### DATA SECTION
'''
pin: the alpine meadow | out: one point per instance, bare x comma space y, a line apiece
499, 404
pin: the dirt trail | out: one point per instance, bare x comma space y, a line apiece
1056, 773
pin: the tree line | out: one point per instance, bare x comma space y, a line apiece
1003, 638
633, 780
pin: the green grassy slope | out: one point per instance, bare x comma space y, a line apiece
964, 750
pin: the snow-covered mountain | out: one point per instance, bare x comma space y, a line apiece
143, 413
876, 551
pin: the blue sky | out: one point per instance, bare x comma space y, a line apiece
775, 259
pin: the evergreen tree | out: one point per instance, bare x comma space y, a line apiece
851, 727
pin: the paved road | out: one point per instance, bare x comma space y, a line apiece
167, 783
'''
### PROBLEM STATEMENT
Output each line of the data exactly as it stands above.

### REPLY TO THE TASK
pin: the alpine meadow | out: one point per instance, bare x comma space y, a line apiece
499, 404
pin: the dirt trail | out: one point per instance, bare x comma space y, a line apiece
1056, 773
pin: the tree line | out: one point per instance, bare x comma space y, a line apiece
1003, 638
633, 780
pin: the green grassy slope | out: one point per instance, bare x comma space y, a line apiece
964, 750
pin: the snow-covered mountain | out: one point per instance, bare x comma space y, a line apiece
143, 413
876, 551
pin: the blue sky | out: one point per instance, bare x comma space y, a line apiece
775, 259
pin: the evergreen tree | out: one point per instance, bare x comma space y, a line apiece
851, 727
pin: the paved road | out: one point per instance, bare x comma space y, a line apiece
167, 783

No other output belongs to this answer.